_Problem_: Repeat each entry word for word. Leave any images out of the copy.

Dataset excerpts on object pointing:
☆ ☆ ☆ ☆ ☆ ☆ ☆
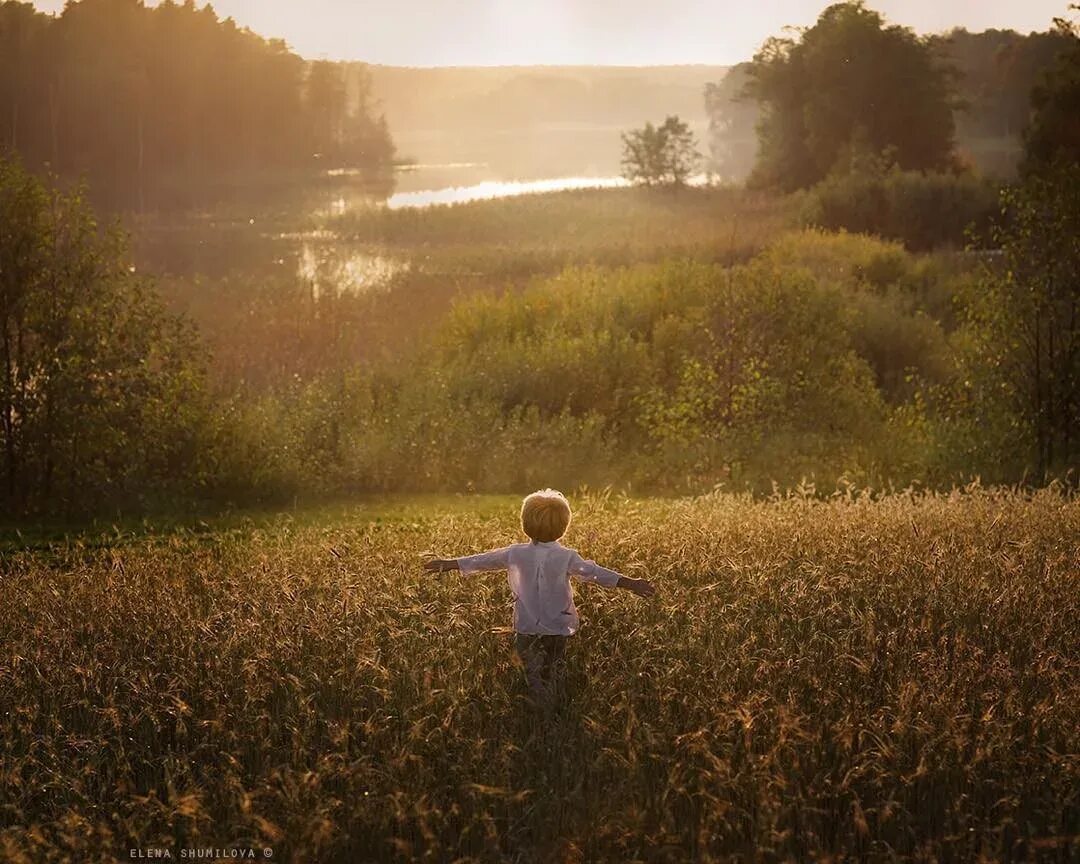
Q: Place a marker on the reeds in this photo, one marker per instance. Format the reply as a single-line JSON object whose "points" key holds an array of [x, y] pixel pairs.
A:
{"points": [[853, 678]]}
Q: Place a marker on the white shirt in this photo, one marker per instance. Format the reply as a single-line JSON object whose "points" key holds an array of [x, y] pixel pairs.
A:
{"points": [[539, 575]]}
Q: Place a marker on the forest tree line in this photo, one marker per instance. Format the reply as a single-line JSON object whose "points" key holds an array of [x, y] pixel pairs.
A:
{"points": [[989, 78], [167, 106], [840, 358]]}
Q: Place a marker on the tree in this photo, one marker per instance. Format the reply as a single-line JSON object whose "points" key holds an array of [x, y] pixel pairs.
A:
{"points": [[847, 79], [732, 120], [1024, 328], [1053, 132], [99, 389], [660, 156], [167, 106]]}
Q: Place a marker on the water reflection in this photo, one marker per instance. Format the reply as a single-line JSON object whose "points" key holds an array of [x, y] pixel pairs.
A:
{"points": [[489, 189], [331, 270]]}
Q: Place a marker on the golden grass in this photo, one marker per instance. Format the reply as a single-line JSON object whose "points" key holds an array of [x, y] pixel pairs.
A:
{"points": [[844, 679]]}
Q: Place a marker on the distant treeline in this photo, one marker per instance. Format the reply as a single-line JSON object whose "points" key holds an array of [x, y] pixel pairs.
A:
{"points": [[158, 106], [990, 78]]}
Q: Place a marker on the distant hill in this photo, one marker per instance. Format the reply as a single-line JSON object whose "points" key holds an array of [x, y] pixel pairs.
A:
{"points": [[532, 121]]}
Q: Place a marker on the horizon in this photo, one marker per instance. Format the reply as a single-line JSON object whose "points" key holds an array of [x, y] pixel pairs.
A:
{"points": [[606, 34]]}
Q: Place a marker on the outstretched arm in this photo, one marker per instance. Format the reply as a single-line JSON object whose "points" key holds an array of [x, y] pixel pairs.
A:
☆ ☆ ☆ ☆ ☆ ☆ ☆
_Finished task_:
Q: Place a marker on the reeds in this photo, one marker per instance. Format the reply as a single-line JSON object whose "points" key holds an array of [x, y] pixel pairs.
A:
{"points": [[853, 678]]}
Q: Place a marker on the white shirt in this photo, one marker per instance. Format the reply as a single-line JSON object whose "points" key holds an array of [x, y] pixel pairs.
A:
{"points": [[539, 575]]}
Q: Place a marker on the forest tree line in this photo, one marker per instance. Format the reply as a single-line JSON object whose "points" key holds an array of [x, y] pixel pairs.
A:
{"points": [[989, 78], [167, 106], [840, 358]]}
Q: Place a marker on the tree in this photo, one marker per instance. Format the reply as a single-line JSON object whose "points" key holds an array of [x, y] pixel pairs.
A:
{"points": [[847, 79], [732, 120], [1024, 328], [1053, 132], [99, 389], [660, 156], [167, 106]]}
Q: Place a marker on the water reflection in this photo, one marker per instance. Format the reply as a single-line JSON object whose "points" key holds an array of [x, y] pixel pairs.
A:
{"points": [[489, 189], [331, 270]]}
Q: Place a marker on the golden grass in this photo, one marker per instance. Format the reply as a single-line JSON object whose "points" key holds an array of [x, y] pixel pairs.
A:
{"points": [[844, 679]]}
Q: Place a marker on the distant treeline in this photo, one marker per instance. Format the reply as a single-line JSON object whose "points" key holds an array of [x, y] pixel pairs.
A:
{"points": [[158, 106], [990, 78]]}
Q: Place a marker on the distant hill in this photo, one marker per instance. Format the reply as a single-line JSON object whose "points" key holds an array of [x, y] pixel pairs.
A:
{"points": [[532, 121]]}
Q: Place a marker on the horizon in this photo, one marker per instance. Format the reply as a single-line JSON object whose "points" key holds an array of [x, y] pixel pairs.
A:
{"points": [[606, 34]]}
Q: Place a marker on the outstretched arm in this photo, one marker per instance. Format the reply as a single-line JSON object whose "points" key holds an array of [x, y] pixel pairs.
A:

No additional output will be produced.